**Zu erledigende Aufgaben**
a - Mit wie vielen Personen im Präsidium arbeitet die Abgeordnete laut der Rede zur Bundesheer-Beschwerdekommission zusammen?
b - Gib aus der Rede zur Bundesheer-Beschwerdekommission den Abschnitt zwischen "Die Beschwerden handeln" und "zu beklagen hatten.", beide eingeschlossen, wortgetreu wieder.
c - Führe die Rede zur Bundesheer-Beschwerdekommission im Anschluss an ihren letzten Satz fort.

**Vorliegender Text**
##############################
Abgeordnete Dr. Martina Gredler (Liberales Forum): Herr Präsident! Herr Bundesminister! Meine Damen und Herren! Sie werden sich vielleicht wundern, warum ich jetzt das Wort ergreife. Ich bin seit heuer Mitglied der Bundesheer-Beschwerdekommission und halte es für eine äußerst interessante Aufgabe, dort als Abgeordnete mit drei Personen im Präsidium, denen ich jetzt danken möchte, zusammenarbeiten zu dürfen.

Die Bundesheer-Beschwerdekommission ist wirklich bemüht, sehr fair vorzugehen. Das ist eine der Erkenntnisse, die ich, ohne dies zu erwarten, gewonnen habe. Sehr fair mit den Beschwerden und insbesondere rücksichtsvoller mit den Grundwehrdienern umzugehen, das war mein Anliegen, als ich in die Kommission eintrat. Ich muß sagen, daß meine Erwartungen übertroffen worden sind. Es ist wirklich so, daß man Beschwerden, von wem sie auch kommen mögen, sehr ernst nimmt, sehr fair diskutiert und ebenso behandelt.

Die Beschwerden handeln oft von baulichen Mängeln in Kasernen und Mängeln in der ärztlichen Betreuung, von Belangen des Stellungswesens, unzureichender Ausstattung mit Bekleidung, unerlaubten oder schikanösen Ausbildungsmethoden, Mißständen bei Truppen- und Kaderübungen oder Mißständen und Mängeln im Verlauf von Auslandseinsätzen. Das haben wir vor kurzem neuerlich gemerkt, als wir zwei Todesfälle zu beklagen hatten.

Zu den mangelnden Kenntnissen der Ausbildner über die Ausbildungsvorschriften möchte ich etwas als Medizinerin sagen. Es hat zum Beispiel den Fall eines Grundwehrdieners gegeben, der in Ohnmacht fiel. Sofort "erkannte" der Ausbildner, daß dieser Wehrdiener ein Simulant sei – scheinbar im Besitz einer Gabe, die ich mir als Medizinerin nur wünschen könnte. Wenn ich jemanden sehe, der in Ohnmacht fällt, kann ich nicht sofort differenzieren, ob es sich um eine Simulation handelt, um ein diabetisches Ereignis, um eine epileptische Absence oder etwas anderes. Es gibt eine Fülle von Ereignissen, die man da in Betracht ziehen muß.

Aber nein, dieser Ausbildner "erkannte" sofort, daß das eine Simulation war, und er hauchte diesem Menschen – nach einer gewissen Wartezeit offenbar – wieder Leben ein, indem er ihm befahl, habtacht zu stehen. Weil aber der Wehrdiener nicht korrekt habtacht stehen konnte, sondern ihm wieder schlecht wurde und er neuerlich umfiel, wurde er daraufhin bestraft. Ein wirklich besonderes Ereignis, das muß ich sagen! Allerdings denke ich mir angesichts dessen, daß das Ausbildungspersonal vielleicht wirklich in medizinischen Belangen und Erster Hilfe nachgeschult werden müßte. Denn daß sich manche beim Militär Fähigkeiten zuschreiben, die ich mir als Medizinerin nicht zutraue, ist vielleicht doch als ein Zeichen der Überschätzung zu werten.
##############################
**Datensätze**

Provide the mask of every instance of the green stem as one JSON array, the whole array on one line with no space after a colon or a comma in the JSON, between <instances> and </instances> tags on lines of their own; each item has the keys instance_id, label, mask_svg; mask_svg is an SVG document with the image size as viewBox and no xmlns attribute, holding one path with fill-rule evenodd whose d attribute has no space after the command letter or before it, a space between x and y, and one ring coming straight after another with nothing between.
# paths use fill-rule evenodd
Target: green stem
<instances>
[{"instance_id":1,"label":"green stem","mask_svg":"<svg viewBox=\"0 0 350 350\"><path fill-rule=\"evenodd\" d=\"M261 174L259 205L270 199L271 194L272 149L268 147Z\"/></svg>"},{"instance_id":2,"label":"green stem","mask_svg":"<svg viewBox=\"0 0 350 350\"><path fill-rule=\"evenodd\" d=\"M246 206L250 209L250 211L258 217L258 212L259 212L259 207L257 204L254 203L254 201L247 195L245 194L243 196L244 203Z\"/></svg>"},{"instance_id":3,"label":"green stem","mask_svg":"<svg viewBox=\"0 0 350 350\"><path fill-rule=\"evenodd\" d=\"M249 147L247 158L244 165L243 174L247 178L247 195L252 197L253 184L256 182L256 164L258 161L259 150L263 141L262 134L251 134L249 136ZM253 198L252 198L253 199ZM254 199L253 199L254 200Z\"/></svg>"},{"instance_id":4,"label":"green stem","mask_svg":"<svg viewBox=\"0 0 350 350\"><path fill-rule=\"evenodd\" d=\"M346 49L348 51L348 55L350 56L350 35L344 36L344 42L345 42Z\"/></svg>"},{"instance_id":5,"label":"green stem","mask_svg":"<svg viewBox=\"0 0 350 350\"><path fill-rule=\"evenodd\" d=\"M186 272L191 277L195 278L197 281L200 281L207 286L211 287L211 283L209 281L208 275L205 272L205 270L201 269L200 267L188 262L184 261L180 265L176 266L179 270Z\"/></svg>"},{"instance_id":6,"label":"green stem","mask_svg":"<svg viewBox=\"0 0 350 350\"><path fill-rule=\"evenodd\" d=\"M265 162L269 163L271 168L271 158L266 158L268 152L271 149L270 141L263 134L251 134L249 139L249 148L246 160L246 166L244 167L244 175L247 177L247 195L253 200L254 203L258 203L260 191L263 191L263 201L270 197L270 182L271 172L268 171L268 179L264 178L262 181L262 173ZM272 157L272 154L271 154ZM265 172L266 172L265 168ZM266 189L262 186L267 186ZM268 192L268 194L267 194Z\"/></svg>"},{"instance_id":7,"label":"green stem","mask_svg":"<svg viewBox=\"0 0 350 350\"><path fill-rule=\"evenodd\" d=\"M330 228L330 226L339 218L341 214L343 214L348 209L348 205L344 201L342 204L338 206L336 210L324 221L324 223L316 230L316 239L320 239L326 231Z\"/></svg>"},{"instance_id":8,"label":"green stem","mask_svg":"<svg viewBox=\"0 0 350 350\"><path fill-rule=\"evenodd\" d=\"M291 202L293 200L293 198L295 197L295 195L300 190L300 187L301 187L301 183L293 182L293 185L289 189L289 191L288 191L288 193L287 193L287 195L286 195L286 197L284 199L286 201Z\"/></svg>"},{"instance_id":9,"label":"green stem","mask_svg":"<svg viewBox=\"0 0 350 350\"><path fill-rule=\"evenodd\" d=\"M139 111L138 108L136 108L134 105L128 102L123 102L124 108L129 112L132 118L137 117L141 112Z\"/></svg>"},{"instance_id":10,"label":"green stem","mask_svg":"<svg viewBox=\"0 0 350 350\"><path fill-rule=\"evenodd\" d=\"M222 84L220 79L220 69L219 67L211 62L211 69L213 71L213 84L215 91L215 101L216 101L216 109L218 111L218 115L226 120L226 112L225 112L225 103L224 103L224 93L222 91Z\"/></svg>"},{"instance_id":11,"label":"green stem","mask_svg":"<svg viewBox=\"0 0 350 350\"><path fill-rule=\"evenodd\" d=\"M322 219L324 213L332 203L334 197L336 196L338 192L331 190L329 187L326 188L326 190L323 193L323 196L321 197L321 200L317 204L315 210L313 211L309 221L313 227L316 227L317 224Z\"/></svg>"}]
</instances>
##############################
**Lösungen**
a - Mit drei Personen.

b -
Die Beschwerden handeln oft von baulichen Mängeln in Kasernen und Mängeln in der ärztlichen Betreuung, von Belangen des Stellungswesens, unzureichender Ausstattung mit Bekleidung, unerlaubten oder schikanösen Ausbildungsmethoden, Mißständen bei Truppen- und Kaderübungen oder Mißständen und Mängeln im Verlauf von Auslandseinsätzen. Das haben wir vor kurzem neuerlich gemerkt, als wir zwei Todesfälle zu beklagen hatten.

c -
Ich muß leider feststellen, daß die Bundesheer-Beschwerdekommission nicht wirklich adäquat ausgerüstet ist. 2 000 Anrufe zu bekommen, wenn man nur eine Telefonleitung zur Verfügung hat, grenzt bereits an ein Weltwunder, da diese Telefonleitung grundsätzlich immer besetzt ist, und das wiederum überrascht nicht, da es eben nur eine gibt. Ich hoffe, daß man dann, wenn es ungefähr fünf bis zehn Leitungen sein werden, dem Anspruch gerecht werden kann, der an diese Kommission gestellt wird. Dort sind sehr gute Mitarbeiter tätig, die gewohnt sind, rasch zu reagieren, und zwar so überraschend rasch, daß ich nicht jede ihrer Maßnahmen begleiten kann, wenn sie zur Überprüfung schreiten. Denn wenn das, wie es oftmals der Fall ist, von heute auf morgen geschieht, komme ich mit meinen anderen Tätigkeiten sozusagen ein bißchen übers Kreuz.

Zur Sprache bringen möchte ich weiters das Verfahren zur Auswahl der Personen für den Auslandseinsatz. Es erscheint notwendig, das besonders hervorzukehren, weil es damit in letzter Zeit offensichtlich Probleme gibt. Man findet niemanden mit adäquater Ausbildung, nimmt daher auch solche Personen, die schon über Beschwerden auffällig geworden sind, und belohnt diese dadurch, daß man die Anstellung auf ihrem Posten verlängert.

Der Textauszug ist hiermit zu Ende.